START INPUT DATA

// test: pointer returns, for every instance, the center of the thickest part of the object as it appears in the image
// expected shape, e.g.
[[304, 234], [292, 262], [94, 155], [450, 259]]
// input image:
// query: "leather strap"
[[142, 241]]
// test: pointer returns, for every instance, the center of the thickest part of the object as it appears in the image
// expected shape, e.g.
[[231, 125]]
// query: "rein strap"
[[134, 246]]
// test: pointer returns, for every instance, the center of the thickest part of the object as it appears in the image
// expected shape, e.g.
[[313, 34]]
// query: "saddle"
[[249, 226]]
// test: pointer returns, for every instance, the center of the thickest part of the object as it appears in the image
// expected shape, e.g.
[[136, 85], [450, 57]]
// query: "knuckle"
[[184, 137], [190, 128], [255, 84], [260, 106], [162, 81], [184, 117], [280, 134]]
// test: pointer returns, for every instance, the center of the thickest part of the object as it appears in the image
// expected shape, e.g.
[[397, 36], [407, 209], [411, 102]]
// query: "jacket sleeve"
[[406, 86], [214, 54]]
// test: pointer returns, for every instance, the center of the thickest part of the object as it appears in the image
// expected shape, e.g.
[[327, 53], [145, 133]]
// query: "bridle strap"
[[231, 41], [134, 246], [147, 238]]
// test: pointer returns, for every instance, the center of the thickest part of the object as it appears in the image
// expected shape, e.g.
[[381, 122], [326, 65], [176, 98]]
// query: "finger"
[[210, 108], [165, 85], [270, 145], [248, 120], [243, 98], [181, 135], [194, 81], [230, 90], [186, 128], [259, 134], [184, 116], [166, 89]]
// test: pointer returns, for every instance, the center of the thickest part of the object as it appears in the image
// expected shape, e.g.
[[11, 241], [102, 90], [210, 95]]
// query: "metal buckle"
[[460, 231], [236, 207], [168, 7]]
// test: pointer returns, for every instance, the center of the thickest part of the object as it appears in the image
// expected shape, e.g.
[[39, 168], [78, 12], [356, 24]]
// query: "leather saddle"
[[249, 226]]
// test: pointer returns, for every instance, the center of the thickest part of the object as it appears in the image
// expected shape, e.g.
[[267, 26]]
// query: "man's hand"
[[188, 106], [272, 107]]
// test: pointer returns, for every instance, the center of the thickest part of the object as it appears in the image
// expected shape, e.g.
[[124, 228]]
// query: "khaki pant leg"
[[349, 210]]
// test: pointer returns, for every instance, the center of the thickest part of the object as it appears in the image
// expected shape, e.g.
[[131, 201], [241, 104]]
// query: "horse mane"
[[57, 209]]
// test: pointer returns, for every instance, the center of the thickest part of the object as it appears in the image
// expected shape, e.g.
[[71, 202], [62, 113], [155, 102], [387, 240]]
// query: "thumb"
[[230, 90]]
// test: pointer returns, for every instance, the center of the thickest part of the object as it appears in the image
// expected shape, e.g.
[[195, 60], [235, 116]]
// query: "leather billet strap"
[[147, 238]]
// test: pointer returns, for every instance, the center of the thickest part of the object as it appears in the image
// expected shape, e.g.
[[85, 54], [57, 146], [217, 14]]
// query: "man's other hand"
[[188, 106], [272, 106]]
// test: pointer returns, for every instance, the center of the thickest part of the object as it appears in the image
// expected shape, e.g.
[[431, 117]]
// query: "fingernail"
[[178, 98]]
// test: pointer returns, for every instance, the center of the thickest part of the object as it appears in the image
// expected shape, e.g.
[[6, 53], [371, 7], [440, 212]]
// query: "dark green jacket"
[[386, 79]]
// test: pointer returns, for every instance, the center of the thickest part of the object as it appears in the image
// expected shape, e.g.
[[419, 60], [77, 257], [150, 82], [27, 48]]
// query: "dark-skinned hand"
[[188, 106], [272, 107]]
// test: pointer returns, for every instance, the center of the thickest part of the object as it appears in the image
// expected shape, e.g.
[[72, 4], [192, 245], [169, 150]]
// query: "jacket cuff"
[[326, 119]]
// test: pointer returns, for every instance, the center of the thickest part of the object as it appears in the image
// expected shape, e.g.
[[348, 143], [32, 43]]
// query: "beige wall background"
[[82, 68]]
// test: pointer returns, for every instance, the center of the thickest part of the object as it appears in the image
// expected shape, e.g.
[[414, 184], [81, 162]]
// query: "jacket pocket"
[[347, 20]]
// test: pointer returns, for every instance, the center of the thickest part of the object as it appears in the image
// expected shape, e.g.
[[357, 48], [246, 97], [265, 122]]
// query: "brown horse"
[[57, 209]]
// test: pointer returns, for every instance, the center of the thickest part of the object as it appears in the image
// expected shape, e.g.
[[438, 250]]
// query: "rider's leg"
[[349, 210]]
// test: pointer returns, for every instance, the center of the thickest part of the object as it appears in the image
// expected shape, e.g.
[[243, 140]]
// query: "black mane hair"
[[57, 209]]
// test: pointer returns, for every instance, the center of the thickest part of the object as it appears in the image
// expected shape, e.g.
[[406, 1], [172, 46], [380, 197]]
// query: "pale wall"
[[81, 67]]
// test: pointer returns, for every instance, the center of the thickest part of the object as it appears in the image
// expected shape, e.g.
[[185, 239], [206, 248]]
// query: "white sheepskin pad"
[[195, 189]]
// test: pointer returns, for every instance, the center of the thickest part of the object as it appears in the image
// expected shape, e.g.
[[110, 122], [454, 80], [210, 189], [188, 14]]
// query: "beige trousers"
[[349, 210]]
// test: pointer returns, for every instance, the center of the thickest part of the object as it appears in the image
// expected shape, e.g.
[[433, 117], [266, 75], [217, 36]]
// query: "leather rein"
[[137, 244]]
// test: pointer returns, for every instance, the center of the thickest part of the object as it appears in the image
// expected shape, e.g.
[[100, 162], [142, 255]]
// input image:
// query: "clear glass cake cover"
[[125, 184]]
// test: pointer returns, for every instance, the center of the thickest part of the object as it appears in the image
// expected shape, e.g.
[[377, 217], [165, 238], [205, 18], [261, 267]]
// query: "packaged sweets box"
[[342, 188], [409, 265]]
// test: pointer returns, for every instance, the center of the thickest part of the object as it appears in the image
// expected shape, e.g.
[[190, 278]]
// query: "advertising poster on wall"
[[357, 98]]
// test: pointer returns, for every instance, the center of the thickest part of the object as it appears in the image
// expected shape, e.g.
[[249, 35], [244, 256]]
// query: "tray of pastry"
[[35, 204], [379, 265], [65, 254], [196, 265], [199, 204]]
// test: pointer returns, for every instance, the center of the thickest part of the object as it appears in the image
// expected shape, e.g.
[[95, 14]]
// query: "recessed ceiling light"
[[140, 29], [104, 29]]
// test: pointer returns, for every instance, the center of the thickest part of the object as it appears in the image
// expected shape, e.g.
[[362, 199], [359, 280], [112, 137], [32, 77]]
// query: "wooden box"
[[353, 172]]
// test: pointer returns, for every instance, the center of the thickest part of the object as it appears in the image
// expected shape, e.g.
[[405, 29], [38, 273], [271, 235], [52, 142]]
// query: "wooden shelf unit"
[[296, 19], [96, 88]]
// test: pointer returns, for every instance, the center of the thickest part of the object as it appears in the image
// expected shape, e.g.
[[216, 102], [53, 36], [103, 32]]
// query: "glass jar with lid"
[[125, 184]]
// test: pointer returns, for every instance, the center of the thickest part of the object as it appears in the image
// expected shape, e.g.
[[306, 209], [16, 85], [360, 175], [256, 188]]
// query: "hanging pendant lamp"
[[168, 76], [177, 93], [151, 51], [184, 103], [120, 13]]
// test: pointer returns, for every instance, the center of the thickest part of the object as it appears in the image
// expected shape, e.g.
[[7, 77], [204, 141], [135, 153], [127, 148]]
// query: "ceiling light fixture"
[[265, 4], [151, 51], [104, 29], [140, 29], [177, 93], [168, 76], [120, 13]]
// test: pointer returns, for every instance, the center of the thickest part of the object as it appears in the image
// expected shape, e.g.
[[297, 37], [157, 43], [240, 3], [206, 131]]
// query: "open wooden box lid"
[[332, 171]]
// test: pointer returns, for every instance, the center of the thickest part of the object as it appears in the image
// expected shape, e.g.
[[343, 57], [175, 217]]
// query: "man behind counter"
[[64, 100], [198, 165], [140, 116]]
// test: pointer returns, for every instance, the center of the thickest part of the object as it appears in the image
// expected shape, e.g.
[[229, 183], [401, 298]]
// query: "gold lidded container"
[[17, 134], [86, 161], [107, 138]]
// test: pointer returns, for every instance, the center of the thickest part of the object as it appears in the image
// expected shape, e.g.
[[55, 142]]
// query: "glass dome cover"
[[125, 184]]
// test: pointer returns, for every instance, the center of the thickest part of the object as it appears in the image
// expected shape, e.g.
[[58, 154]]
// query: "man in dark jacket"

END INPUT DATA

- PROBLEM DESCRIPTION -
Word for word, please print every line from the beginning of the records to the line bearing "[[313, 34]]", counting both ends and stopping there.

- RESULT OF THE EXERCISE -
// test: pointer returns, for every instance, the center of the thickest part of the object as it appears in the image
// expected shape, e.g.
[[304, 234], [292, 262], [94, 155], [450, 259]]
// input image:
// query: "leather strap"
[[142, 241]]
// test: pointer returns, for every instance, the center of the thickest part of the object as it appears in the image
// expected shape, e.g.
[[231, 125]]
// query: "rein strap"
[[134, 246]]
// test: pointer returns, for every instance, the center of the thickest part of the object as it appears in the image
// expected shape, e.g.
[[313, 34]]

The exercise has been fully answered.